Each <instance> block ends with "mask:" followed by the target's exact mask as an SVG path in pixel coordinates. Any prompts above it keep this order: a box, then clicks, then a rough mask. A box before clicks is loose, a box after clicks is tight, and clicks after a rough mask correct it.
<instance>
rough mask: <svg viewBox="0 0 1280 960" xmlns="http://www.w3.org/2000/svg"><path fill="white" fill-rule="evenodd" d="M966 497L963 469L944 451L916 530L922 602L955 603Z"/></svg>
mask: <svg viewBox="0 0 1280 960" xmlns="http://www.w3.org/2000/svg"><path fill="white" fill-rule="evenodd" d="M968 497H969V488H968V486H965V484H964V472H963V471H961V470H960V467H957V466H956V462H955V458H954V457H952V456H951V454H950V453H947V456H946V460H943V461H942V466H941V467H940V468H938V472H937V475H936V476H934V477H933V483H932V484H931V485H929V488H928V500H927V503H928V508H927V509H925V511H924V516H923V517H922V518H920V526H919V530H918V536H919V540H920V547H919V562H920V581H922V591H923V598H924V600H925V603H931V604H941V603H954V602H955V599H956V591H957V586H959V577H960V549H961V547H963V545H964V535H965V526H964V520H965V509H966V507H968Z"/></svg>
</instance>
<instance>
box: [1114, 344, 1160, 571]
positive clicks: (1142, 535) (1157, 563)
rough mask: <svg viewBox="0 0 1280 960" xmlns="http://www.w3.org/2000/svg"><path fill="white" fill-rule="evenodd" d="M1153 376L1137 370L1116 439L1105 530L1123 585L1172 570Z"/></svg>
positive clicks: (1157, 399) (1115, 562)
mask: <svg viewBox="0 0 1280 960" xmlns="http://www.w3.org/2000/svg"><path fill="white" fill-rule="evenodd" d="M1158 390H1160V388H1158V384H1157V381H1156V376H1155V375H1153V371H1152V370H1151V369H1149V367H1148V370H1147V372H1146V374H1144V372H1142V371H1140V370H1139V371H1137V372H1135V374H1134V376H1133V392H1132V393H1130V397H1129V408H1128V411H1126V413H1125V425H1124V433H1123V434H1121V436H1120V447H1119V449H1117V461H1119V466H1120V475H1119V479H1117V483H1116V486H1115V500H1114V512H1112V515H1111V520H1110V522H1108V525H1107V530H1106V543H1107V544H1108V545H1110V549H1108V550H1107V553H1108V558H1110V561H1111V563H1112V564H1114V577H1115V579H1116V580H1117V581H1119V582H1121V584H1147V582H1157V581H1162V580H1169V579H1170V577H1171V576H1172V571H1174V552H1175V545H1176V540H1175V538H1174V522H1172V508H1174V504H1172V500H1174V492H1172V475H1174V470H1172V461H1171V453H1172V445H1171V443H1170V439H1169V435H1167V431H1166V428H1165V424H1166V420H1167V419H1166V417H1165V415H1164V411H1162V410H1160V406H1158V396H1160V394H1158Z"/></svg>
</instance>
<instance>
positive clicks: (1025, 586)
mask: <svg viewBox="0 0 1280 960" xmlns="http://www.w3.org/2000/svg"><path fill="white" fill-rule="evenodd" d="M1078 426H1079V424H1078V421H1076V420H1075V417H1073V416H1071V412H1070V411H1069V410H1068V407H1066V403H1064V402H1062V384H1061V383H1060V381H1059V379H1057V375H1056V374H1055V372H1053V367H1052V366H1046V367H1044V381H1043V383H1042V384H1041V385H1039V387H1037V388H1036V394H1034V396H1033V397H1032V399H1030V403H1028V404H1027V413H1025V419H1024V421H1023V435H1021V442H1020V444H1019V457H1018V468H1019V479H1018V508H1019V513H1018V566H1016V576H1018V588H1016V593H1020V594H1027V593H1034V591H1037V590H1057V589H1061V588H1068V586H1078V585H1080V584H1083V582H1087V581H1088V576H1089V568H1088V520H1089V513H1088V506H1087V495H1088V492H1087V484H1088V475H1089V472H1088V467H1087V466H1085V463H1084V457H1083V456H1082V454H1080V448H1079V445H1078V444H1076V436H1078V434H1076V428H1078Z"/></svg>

⁂

Problem requirements.
Write out all of the entries above again, replacing each occurrence of "rough mask" with "coarse mask" and keeping every other word as it is.

Solved exercise.
Each <instance> block ends with "mask:" followed by the target's exact mask as an SVG path in pixel coordinates. Any prompts above it keep this order: a box, then clicks, then a coarse mask. A box before clicks is loose, a box after clicks is tight, and clicks after a coarse mask correct it.
<instance>
coarse mask: <svg viewBox="0 0 1280 960" xmlns="http://www.w3.org/2000/svg"><path fill="white" fill-rule="evenodd" d="M966 497L963 469L944 451L916 530L922 602L955 603Z"/></svg>
mask: <svg viewBox="0 0 1280 960" xmlns="http://www.w3.org/2000/svg"><path fill="white" fill-rule="evenodd" d="M968 497H969V488H968V486H965V484H964V472H963V471H961V470H960V467H957V466H956V462H955V458H954V457H952V456H951V454H950V453H947V456H946V460H943V461H942V466H941V467H940V468H938V472H937V475H936V476H934V477H933V483H932V484H931V485H929V488H928V500H927V503H928V508H927V509H925V511H924V516H923V517H922V518H920V526H919V530H918V536H919V540H920V547H919V562H920V581H922V591H923V598H924V600H925V603H931V604H941V603H954V602H955V599H956V591H957V586H959V577H960V549H961V547H963V545H964V535H965V526H964V520H965V509H966V507H968Z"/></svg>
</instance>
<instance>
box: [1114, 344, 1160, 571]
positive clicks: (1142, 535) (1157, 563)
coarse mask: <svg viewBox="0 0 1280 960" xmlns="http://www.w3.org/2000/svg"><path fill="white" fill-rule="evenodd" d="M1153 376L1137 370L1116 439L1105 530L1123 585L1172 570Z"/></svg>
positive clicks: (1157, 399) (1115, 562)
mask: <svg viewBox="0 0 1280 960" xmlns="http://www.w3.org/2000/svg"><path fill="white" fill-rule="evenodd" d="M1158 390H1160V388H1158V384H1157V381H1156V376H1155V375H1153V371H1152V370H1151V369H1149V367H1148V370H1147V372H1146V374H1144V372H1142V371H1140V370H1139V371H1137V372H1135V374H1134V376H1133V392H1132V393H1130V397H1129V408H1128V411H1126V413H1125V425H1124V433H1123V434H1121V436H1120V447H1119V449H1117V461H1119V466H1120V475H1119V479H1117V483H1116V486H1115V500H1114V512H1112V515H1111V520H1110V522H1108V525H1107V530H1106V543H1107V544H1108V545H1110V549H1108V550H1107V553H1108V558H1110V561H1111V563H1112V564H1114V577H1115V579H1116V580H1117V581H1119V582H1121V584H1147V582H1157V581H1162V580H1169V579H1170V577H1171V576H1172V571H1174V552H1175V545H1176V540H1175V538H1174V522H1172V508H1174V504H1172V500H1174V492H1172V475H1174V470H1172V461H1171V453H1172V445H1171V443H1170V439H1169V435H1167V431H1166V428H1165V424H1166V420H1167V419H1166V417H1165V415H1164V411H1162V410H1160V406H1158V396H1160V394H1158Z"/></svg>
</instance>
<instance>
positive clicks: (1025, 586)
mask: <svg viewBox="0 0 1280 960" xmlns="http://www.w3.org/2000/svg"><path fill="white" fill-rule="evenodd" d="M1078 426H1079V424H1078V421H1076V420H1075V417H1073V416H1071V412H1070V411H1069V410H1068V407H1066V403H1064V402H1062V384H1061V383H1060V381H1059V379H1057V375H1056V374H1055V372H1053V367H1052V366H1046V367H1044V381H1043V383H1042V384H1041V385H1039V387H1037V388H1036V394H1034V396H1033V397H1032V399H1030V403H1028V404H1027V413H1025V419H1024V421H1023V435H1021V442H1020V444H1019V457H1018V468H1019V479H1018V508H1019V513H1018V566H1016V576H1018V588H1016V593H1020V594H1027V593H1034V591H1037V590H1057V589H1061V588H1068V586H1078V585H1080V584H1083V582H1087V581H1088V576H1089V568H1088V520H1089V513H1088V506H1087V495H1088V492H1087V484H1088V475H1089V472H1088V467H1087V466H1085V463H1084V457H1083V456H1082V454H1080V448H1079V445H1078V444H1076V436H1078V434H1076V428H1078Z"/></svg>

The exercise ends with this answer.